[Passage to read]
------------

While at first glance it might look as if the songbird’s taking a mid-flight breather on the broad shoulders of the eagle, this is actually surely another demonstration of the red-winged blackbird’s famously feisty territoriality.

Males of this blackbird species – characterised by their bold crimson wing patches and their liquid song, a classic part of the springtime soundtrack in marshes across much of North America –fiercely defend their breeding and nesting turf not only from rivals but also any and all critters they deem potential threats. That can include just about anything, from crows and ravens to large mammals (bumbling human beings very much included). 

Birds of prey can definitely fall into the crosshairs of defensive red-winged blackbirds. Indeed, the recently snapped photos are far from the first that show redwing strikes on America's national bird: Only last year, for example, a similar picture documented the behaviour in Minnesota.

As those victimised eagles experienced, the mobbing swoops and dive-bombs of red-winged blackbirds can definitely involve physical contact. It might seem especially brave for a redwing to take on a raptor such as a bald eagle, but the chance of the latter pulling off a counterattack on its smaller, more manoeuvrable assailant – which, furthermore, enjoys a bit of the element of surprise –are low. An eagle’s main course of action under the circumstances is to grit its teeth (err, beak) and get out of dodge – that is, the redwing’s fiercely defended airspace.

It’s worth pointing out that drawing fire from a spunky blackbird is – at least sort of – a bald eagle getting a taste of its own medicine. While effective predators in their own right of fish, waterfowl, and other diverse prey (including the occasional deer fawn), bald eagles are also eager kleptoparasites, bullying other hunters such as osprey, herons, hawks, and river otters – not to mention other bald eagles – to pirate their catches.

------------

[Supplied material]

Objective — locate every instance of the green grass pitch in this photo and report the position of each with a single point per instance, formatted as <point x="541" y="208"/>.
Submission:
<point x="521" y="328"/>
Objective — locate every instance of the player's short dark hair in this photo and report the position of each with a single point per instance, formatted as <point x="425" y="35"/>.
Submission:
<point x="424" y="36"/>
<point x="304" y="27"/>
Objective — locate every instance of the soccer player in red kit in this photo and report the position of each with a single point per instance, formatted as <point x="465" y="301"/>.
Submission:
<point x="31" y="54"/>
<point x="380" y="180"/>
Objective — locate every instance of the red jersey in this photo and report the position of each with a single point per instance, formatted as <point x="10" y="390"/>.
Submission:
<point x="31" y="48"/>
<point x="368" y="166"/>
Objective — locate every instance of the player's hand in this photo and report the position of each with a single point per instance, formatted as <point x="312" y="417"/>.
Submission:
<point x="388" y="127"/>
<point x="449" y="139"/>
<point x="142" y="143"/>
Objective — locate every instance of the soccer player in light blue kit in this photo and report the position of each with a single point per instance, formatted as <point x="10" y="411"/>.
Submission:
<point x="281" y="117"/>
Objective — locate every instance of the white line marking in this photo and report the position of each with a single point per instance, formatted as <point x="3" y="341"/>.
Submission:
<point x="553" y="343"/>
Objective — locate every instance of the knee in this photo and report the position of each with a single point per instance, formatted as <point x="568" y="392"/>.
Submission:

------------

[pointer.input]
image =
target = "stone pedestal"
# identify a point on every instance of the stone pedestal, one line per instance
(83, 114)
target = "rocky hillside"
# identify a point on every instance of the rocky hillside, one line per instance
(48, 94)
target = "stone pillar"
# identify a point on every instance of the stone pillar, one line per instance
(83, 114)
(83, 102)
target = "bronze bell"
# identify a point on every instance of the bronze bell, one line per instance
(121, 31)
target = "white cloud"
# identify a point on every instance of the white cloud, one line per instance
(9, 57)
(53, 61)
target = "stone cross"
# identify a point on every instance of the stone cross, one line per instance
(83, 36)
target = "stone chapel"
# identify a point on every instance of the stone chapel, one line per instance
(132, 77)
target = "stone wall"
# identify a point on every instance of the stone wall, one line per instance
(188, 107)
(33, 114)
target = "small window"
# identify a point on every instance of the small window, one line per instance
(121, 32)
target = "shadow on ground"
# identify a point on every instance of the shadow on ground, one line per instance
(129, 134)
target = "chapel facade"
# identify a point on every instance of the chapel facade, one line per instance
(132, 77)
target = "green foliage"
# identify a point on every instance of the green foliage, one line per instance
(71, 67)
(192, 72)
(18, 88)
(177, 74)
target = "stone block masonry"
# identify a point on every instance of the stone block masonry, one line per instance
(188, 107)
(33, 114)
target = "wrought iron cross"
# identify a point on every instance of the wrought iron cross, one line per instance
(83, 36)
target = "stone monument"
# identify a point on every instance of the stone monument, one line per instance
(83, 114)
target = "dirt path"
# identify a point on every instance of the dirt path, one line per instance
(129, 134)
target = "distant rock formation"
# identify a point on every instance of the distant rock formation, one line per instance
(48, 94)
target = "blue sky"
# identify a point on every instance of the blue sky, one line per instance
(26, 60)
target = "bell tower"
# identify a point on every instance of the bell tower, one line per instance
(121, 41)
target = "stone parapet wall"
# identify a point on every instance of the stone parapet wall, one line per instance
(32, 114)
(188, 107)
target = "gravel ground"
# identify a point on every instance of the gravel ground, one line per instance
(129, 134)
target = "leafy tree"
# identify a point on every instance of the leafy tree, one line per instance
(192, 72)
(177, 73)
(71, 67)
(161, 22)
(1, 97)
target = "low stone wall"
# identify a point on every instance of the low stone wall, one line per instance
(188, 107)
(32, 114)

------------

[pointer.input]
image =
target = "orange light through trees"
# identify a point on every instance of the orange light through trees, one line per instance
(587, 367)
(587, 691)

------------

[What the task asks] Can you repeat, word for word, the stretch of the red-winged blackbird passage from "Birds of prey" through "behaviour in Minnesota."?

[Task response]
Birds of prey can definitely fall into the crosshairs of defensive red-winged blackbirds. Indeed, the recently snapped photos are far from the first that show redwing strikes on America's national bird: Only last year, for example, a similar picture documented the behaviour in Minnesota.